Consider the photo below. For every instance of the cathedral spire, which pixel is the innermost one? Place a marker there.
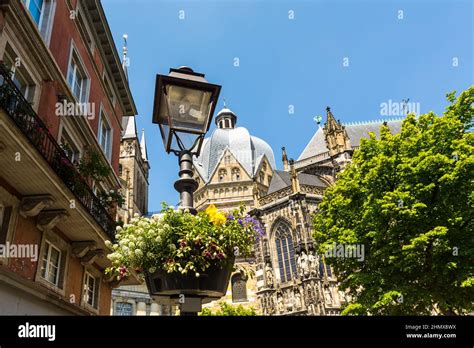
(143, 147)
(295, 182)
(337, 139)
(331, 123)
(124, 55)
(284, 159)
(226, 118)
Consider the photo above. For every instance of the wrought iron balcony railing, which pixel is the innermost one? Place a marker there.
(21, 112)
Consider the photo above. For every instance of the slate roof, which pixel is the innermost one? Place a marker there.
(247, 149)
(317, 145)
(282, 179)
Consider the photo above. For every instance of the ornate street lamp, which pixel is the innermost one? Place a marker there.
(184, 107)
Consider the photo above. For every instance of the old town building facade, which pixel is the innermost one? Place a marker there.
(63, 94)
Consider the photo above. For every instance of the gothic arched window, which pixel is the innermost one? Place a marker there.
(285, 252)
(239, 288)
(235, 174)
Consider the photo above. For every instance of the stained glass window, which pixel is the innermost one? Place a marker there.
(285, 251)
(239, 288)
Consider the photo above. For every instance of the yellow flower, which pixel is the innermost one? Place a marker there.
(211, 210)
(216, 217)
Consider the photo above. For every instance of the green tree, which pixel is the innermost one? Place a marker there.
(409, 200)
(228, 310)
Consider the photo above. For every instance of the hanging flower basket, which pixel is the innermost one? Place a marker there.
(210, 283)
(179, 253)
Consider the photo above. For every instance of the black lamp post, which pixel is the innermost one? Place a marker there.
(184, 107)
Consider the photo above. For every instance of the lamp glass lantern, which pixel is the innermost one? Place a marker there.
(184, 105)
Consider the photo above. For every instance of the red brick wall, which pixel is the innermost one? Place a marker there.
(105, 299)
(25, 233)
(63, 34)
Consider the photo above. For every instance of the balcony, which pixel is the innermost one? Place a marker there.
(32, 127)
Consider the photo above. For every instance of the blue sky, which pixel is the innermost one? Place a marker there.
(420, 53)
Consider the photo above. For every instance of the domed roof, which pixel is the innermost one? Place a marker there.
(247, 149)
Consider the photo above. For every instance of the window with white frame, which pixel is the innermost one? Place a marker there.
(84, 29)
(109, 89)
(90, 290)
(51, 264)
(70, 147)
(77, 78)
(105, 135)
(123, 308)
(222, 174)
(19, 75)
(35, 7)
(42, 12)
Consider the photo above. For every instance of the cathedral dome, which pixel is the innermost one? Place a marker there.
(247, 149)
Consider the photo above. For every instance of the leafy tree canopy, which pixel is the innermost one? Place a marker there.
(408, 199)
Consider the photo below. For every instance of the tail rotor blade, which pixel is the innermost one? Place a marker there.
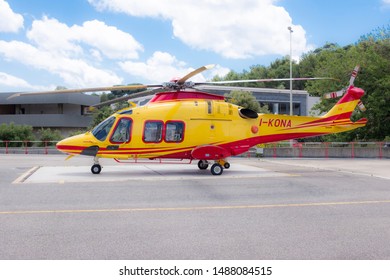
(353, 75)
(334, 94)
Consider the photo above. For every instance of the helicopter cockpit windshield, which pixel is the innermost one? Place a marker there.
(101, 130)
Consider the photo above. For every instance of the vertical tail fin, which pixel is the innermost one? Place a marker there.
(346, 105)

===

Each record above should be retyped exactly, with no pictures carried over.

Consider the photo below. For every instance of the cathedral spire, which pixel is the innermost one? Place a marker there.
(143, 147)
(295, 182)
(337, 139)
(331, 123)
(124, 55)
(284, 159)
(226, 118)
Consider the photo above. For every instance of the wrought iron balcony railing, which pixel is the innermost one? Place a marker there.
(21, 112)
Consider the photo above. For every instance of the slate roof, which pixel is the innermost one? Place a marker there.
(247, 149)
(317, 145)
(282, 179)
Consider the photo above. For every instance of the ornate street lamp, which pixel is the innermost one? Place a marker there.
(184, 107)
Consider the photo above. For every instance of the old town building facade, which pixel is the innermost one? Place a marker there.
(63, 94)
Consider the photo above. For every instance of the gothic arched window, which pixel is the innermost one? Place a marker there.
(285, 252)
(239, 288)
(235, 174)
Consider the photo above. For every instance of the stained glass window, which pixel is the innermost one? Place a marker there.
(285, 251)
(239, 288)
Consider the photo above. For every instance of the yellow flower, which pixel is the innermost one? Place a marker there.
(211, 210)
(216, 217)
Consider the photo above. For every instance of the green tree, which pixel is the innermost one? Place a marker there.
(409, 200)
(228, 310)
Consider the photo above. For every instance of the hanging flower basket, which pixel is the innermost one? Place a marker there.
(210, 283)
(179, 253)
Consider the photo above. For every instance of the black lamp post, which pixel is the innermost one? Place a marker there.
(184, 107)
Consider the photo above. For every instance of the lamp glass lantern, which pixel is the innermost one? Place a marker there.
(184, 105)
Consider the photo above. For every instance of the red brick wall, which pixel is the innermost one? Place a marker there.
(105, 299)
(25, 233)
(63, 34)
Consider the photo above. For every instance of the balcony, which pixel is the innermost one? Place a marker there.
(32, 127)
Consider the photo above. For every instance of the blue sky, which pixel is the innermost one? Place a marker there.
(420, 53)
Consider the photo above. For every instance of the domed roof, which pixel is the innermost one? Place a marker there.
(247, 149)
Consider the photo above. For every instance of the window with white frame, which pixel is the innermost one? Place a marker there.
(84, 29)
(109, 89)
(90, 290)
(51, 264)
(70, 147)
(77, 78)
(105, 135)
(123, 308)
(222, 174)
(19, 75)
(35, 7)
(42, 12)
Consider the photo above. For every instance of the cathedral dome, which pixel is the innermost one? Place a marker there.
(247, 149)
Consider the photo above. For every instance of the leafy tree canopy, which pixel is the innermost one? Place a marker there.
(408, 199)
Consider the photo below. For every instance of the tail rotor blade, which pixel is the innermost one? Place a marker there.
(353, 75)
(334, 94)
Consider the photo above. For every instance of the helicopter cockpit windshield, which pixel is the innermost one? Place a marker there.
(101, 130)
Consider the photo above. For every instance of the vertical tail fin, which pixel is the innermost one? Place a marker there.
(346, 105)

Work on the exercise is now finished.